--- BEGIN ---

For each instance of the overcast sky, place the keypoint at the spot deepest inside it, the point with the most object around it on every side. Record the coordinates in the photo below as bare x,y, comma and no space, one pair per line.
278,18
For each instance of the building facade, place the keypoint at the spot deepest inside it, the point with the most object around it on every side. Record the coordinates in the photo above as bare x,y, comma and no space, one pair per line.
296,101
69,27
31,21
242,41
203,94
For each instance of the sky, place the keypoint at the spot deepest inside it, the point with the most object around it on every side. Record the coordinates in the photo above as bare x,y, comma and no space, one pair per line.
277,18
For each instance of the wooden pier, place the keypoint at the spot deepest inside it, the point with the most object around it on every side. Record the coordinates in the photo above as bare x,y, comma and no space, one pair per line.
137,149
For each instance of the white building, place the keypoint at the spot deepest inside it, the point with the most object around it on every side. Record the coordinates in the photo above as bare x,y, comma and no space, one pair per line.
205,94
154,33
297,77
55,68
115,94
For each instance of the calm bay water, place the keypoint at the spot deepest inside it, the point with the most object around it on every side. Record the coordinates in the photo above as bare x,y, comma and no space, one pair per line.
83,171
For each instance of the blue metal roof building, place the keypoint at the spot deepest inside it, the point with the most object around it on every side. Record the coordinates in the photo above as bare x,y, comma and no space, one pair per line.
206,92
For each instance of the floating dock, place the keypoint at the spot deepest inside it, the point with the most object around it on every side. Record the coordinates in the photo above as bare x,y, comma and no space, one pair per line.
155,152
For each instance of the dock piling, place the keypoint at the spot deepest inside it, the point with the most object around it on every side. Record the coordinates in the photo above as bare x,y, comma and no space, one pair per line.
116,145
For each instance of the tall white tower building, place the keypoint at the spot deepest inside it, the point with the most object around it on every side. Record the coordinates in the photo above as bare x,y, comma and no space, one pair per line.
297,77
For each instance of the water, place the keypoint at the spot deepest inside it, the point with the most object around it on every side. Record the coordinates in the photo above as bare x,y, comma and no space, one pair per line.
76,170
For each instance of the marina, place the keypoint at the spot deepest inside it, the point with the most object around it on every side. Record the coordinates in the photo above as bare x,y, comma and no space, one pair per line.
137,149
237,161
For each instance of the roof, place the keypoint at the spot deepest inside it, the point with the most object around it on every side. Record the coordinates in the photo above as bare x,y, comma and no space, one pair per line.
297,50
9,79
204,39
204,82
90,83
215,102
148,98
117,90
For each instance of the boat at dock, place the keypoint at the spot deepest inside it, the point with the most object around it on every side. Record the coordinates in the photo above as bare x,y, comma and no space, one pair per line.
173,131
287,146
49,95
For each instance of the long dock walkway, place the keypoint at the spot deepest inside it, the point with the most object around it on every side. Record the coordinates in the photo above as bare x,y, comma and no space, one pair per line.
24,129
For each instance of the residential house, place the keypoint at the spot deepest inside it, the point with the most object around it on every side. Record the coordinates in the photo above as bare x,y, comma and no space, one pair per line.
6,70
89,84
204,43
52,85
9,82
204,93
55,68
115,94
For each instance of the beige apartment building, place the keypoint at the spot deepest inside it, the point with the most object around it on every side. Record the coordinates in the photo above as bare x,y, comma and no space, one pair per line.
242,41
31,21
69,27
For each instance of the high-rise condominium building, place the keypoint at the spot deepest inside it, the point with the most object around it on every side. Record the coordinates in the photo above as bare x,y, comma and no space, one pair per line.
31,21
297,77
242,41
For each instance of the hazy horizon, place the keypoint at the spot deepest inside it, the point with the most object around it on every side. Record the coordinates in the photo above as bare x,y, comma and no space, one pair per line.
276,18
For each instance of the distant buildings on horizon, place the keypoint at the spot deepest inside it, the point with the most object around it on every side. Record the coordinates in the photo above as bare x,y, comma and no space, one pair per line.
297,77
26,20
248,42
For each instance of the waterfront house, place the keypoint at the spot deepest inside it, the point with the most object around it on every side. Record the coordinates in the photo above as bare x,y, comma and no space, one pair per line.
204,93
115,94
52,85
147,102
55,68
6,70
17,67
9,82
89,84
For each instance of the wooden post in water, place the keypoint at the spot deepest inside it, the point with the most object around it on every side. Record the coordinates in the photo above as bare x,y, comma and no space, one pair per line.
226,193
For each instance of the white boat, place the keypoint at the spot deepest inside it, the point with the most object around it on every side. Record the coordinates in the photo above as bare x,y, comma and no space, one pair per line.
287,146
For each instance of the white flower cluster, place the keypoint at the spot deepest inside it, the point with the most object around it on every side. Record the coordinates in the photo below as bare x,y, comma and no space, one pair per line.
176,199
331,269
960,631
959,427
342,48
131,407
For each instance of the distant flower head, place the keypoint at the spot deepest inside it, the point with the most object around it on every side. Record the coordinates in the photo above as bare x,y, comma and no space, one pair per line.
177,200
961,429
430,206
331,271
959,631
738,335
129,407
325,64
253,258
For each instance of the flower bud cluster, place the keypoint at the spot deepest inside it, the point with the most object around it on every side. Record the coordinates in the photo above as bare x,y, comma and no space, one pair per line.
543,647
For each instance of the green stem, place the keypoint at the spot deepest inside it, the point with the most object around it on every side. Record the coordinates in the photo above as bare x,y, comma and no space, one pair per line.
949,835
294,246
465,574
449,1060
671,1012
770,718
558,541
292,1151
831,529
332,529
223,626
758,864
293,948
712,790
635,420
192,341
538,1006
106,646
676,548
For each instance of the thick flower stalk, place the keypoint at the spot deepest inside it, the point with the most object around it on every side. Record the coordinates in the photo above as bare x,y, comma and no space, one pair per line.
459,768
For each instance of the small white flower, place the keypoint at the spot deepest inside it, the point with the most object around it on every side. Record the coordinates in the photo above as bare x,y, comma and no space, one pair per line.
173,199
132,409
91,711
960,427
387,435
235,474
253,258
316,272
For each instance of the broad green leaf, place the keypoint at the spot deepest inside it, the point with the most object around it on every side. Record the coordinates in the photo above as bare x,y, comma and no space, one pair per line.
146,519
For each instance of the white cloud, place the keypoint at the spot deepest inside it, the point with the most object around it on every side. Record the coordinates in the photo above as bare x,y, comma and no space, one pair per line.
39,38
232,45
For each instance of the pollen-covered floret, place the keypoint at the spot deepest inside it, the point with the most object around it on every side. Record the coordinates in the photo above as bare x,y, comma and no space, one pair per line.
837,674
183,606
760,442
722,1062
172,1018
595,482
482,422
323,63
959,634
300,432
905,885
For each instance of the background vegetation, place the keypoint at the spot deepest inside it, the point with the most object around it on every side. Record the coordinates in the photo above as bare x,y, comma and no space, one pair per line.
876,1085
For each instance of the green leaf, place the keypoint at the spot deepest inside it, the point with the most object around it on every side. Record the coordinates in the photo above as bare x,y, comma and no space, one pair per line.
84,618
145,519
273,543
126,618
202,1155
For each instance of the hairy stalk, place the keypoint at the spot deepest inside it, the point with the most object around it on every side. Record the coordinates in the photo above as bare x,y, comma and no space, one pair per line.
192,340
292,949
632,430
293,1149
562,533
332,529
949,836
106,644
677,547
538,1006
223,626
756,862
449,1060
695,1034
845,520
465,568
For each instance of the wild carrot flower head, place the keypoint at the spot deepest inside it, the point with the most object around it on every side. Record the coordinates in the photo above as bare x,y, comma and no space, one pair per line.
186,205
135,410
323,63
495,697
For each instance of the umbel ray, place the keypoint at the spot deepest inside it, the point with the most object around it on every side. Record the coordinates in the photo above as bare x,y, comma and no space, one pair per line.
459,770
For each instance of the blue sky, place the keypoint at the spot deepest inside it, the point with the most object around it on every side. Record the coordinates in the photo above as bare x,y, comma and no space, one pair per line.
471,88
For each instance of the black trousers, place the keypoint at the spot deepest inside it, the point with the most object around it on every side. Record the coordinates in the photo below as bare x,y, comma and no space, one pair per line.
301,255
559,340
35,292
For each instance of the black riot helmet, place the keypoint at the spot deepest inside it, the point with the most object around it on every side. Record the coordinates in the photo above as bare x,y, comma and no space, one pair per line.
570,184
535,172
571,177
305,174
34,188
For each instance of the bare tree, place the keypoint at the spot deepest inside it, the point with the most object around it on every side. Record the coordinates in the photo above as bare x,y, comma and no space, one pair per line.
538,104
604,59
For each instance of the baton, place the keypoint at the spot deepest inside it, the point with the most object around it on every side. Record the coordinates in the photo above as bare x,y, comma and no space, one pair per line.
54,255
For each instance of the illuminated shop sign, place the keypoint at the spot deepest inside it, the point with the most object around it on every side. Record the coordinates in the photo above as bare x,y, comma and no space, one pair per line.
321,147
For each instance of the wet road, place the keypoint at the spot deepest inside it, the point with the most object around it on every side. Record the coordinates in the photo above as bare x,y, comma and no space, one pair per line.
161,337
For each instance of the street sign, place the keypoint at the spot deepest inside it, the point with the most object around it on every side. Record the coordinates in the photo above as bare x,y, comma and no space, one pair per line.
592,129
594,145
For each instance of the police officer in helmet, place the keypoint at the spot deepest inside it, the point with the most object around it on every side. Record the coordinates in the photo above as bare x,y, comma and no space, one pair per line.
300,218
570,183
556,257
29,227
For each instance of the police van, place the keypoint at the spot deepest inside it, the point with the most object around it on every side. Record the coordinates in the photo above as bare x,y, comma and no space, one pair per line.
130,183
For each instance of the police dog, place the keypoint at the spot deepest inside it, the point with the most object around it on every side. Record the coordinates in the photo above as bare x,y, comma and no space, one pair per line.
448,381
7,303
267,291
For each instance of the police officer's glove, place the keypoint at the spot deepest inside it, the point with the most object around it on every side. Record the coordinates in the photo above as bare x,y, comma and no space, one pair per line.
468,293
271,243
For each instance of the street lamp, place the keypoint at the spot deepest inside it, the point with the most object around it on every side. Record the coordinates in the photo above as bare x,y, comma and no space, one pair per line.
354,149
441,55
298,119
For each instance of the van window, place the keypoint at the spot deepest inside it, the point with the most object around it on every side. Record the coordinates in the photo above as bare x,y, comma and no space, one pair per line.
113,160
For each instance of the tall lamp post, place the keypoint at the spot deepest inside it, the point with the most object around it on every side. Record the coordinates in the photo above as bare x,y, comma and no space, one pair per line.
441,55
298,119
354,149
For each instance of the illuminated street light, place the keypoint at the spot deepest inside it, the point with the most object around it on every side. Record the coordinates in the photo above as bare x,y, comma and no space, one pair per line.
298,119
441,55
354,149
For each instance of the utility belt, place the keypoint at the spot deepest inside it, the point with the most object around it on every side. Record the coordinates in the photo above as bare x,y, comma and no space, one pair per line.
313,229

--- END ---

=== Work to be completed ===
Set out as a numbered list every line from the one containing "For each instance of the tall lamp" through the end of the records, omitting any blank lines.

=== Complete answer ===
1. For each instance of the tall lamp post, place the keypoint at the spot deepest inside it, the point with the most object around it on every side. Record the coordinates in the photo above as bare x,y, comma and no space, one pair per line.
2. 441,55
3. 298,119
4. 354,149
5. For each instance of the illuminated street light, place the keypoint at the spot deepest inside it, the point with the most object around it on every side. Record the coordinates in the photo above as bare x,y, comma and no space, one pair per line.
6. 298,119
7. 441,55
8. 354,149
9. For each instance of the utility belt, place the keypoint at the spot deepest inside it, the point with the most object around it on every side. Record the coordinates in the photo above as bare x,y, comma and no space, one pair per line.
10. 313,229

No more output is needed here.